RECORDS FOR THE TASK:
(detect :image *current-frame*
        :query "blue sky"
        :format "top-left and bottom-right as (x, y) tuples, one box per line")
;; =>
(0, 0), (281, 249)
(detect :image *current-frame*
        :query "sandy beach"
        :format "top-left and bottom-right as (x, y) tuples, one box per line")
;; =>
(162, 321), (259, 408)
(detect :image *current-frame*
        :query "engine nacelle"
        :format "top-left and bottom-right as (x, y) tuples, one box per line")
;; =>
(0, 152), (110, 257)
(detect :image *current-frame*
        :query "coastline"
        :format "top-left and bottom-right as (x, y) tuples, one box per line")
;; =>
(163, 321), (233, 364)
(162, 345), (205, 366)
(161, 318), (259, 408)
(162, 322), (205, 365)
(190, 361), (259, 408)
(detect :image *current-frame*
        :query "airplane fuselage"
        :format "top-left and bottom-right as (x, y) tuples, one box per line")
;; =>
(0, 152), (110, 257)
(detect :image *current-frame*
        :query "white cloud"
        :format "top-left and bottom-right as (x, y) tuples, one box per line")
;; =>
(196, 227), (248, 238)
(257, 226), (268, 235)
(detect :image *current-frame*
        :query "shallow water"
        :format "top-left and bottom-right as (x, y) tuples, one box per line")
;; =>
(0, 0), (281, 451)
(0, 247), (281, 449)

WORK REQUIRED: Would you repeat all of the entries exactly?

RESPONSE AREA:
(detect :image *current-frame*
        :query "blue sky"
        :format "top-left and bottom-right as (x, y) tuples, one box per line")
;; =>
(0, 0), (281, 249)
(detect :image *current-frame*
        :query "sandy beach"
        :format "top-left and bottom-right as (x, y) tuples, one box per line")
;; =>
(162, 321), (259, 408)
(detect :image *current-frame*
        :query "engine nacelle"
        :format "top-left and bottom-right as (x, y) tuples, one box per line")
;; =>
(0, 152), (110, 257)
(detect :image *current-frame*
        :query "coastline"
        :format "top-left and bottom-right as (x, y) tuples, one box per line")
;; =>
(163, 321), (233, 364)
(162, 345), (205, 366)
(161, 318), (259, 408)
(162, 322), (205, 365)
(190, 361), (259, 408)
(detect :image *current-frame*
        :query "airplane fuselage"
        :format "top-left and bottom-right as (x, y) tuples, one box per line")
;; =>
(0, 152), (110, 257)
(detect :image *current-frame*
        :query "white cloud"
        :format "top-left and bottom-right as (x, y) tuples, one box per line")
;; =>
(196, 227), (248, 238)
(257, 226), (268, 235)
(detect :image *current-frame*
        :query "shallow water"
        :format "top-left and bottom-right as (x, y) tuples, one box per line")
;; =>
(0, 0), (281, 451)
(0, 247), (281, 449)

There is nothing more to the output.